PROBLEM
The response must restate the data exactly, with nothing left out.

** Opening SUPPLIED DATA block **

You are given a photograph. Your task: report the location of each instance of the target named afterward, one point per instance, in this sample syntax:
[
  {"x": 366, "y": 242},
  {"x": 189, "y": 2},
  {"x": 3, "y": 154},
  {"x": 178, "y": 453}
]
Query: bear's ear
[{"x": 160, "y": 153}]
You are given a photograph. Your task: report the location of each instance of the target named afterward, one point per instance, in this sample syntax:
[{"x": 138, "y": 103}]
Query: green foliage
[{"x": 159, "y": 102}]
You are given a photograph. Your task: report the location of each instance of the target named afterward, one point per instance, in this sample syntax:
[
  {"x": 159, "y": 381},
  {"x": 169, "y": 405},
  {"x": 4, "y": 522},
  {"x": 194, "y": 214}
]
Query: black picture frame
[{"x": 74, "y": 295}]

** Closing SUPPLIED DATA block **

REPLY
You are given a photograph. Your task: report the location of each instance of the target named afterward, one point per instance, in this sample syntax:
[
  {"x": 366, "y": 242},
  {"x": 189, "y": 2},
  {"x": 3, "y": 154},
  {"x": 178, "y": 453}
]
Query: bear's ear
[{"x": 160, "y": 153}]
You are given a photograph. Your task: report the location of each instance of the target named afterward, one point per instance, in this sample syntax:
[{"x": 138, "y": 103}]
Query: green foliage
[{"x": 159, "y": 102}]
You are given a photograph. Your task: report the location of each instance of the target named afterward, one point per instance, in this sample syntax:
[
  {"x": 159, "y": 381},
  {"x": 169, "y": 405},
  {"x": 4, "y": 522},
  {"x": 194, "y": 214}
]
Query: black picture frame
[{"x": 74, "y": 295}]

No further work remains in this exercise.